■ Passage for review:

______

Removal of Lung Cancer
A Thoracotomy is most often performed to remove lung cancer. It involves making an incision between ribs to gain access to the lung cavity. Removal of a lung tumor may require a wedge resection, or lobectomy (removal of a lung lobe) or pneumonectomy (removal of the entire lung). At the time of thoracotomy for cancer, sampling of lymph nodes is done for tumor staging and to assess the need for additional treatment.
Surgical Treatment of the Esophagus
Esophagectomy is the surgical treatment for esophageal cancer as well as other esophageal abnormalities. It involves removal of part or all of the esophagus and reconstruction utilizing stomach or large bowel.
Surgical Treatment of Pleural Effusion & Empyema
Pleural effusions (fluid collections in the chest) may be diagnosed and/or drained with thoracentesis (drainage by a small catheter) or chest tube insertion. Empyema (infectious collections around the lung) may require surgical stripping out of the inflamed, scarred tissues (decortication).
Video Assisted Thoracoscopy (VATS)
VATS is a minimally invasive alternative for a variety of thoracic conditions. Video Assisted Thoracic Surgery can be used for either diagnostic or therapeutic purposes. Small incisions are used to allow insertion of a videoscope and special instrumentation. It reduces pain after surgery and leads to more rapid recovery. In some cases, VATS has enhanced complex open surgical techniques. Prior to surgery, patients are evaluated to determine appropriate treatment options for their condition. Thoracoscopy is often used for pleural biopsy (removal of pleural tissue for examination) to differentiate between benign and malignant disease.

______

■ Study material:
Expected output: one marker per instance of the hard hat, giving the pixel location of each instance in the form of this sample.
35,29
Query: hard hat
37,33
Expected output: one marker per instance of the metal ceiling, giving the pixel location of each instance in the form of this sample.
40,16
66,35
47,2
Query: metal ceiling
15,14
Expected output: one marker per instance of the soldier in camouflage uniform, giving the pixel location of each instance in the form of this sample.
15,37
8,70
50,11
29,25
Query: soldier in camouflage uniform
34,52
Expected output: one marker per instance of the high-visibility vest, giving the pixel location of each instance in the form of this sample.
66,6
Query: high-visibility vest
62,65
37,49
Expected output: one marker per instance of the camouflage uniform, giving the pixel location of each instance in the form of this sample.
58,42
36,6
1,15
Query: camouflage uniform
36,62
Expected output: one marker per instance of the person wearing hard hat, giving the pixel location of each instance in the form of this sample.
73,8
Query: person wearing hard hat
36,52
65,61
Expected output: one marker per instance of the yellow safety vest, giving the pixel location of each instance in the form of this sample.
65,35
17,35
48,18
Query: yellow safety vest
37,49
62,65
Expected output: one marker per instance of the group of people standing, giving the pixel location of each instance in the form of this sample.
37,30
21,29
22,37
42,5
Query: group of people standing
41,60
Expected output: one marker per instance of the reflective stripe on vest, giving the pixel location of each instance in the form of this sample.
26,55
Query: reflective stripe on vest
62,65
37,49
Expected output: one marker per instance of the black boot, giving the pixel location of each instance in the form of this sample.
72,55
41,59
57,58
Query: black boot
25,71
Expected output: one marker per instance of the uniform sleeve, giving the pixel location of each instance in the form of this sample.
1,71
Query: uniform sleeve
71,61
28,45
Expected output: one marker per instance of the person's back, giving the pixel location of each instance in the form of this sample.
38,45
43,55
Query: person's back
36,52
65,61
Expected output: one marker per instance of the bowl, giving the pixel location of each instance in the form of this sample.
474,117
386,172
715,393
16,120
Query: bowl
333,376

______

■ Problems to solve:
1. According to the thoracic surgery text, what is used to reconstruct the esophagus after an esophagectomy?
2. Copy the thoracic surgery text word for word, starting at "Surgical Treatment of the" and ending at "or large bowel.".
The data plays no part here.

■ Solution list:
1. Stomach or large bowel.

2.
Surgical Treatment of the Esophagus
Esophagectomy is the surgical treatment for esophageal cancer as well as other esophageal abnormalities. It involves removal of part or all of the esophagus and reconstruction utilizing stomach or large bowel.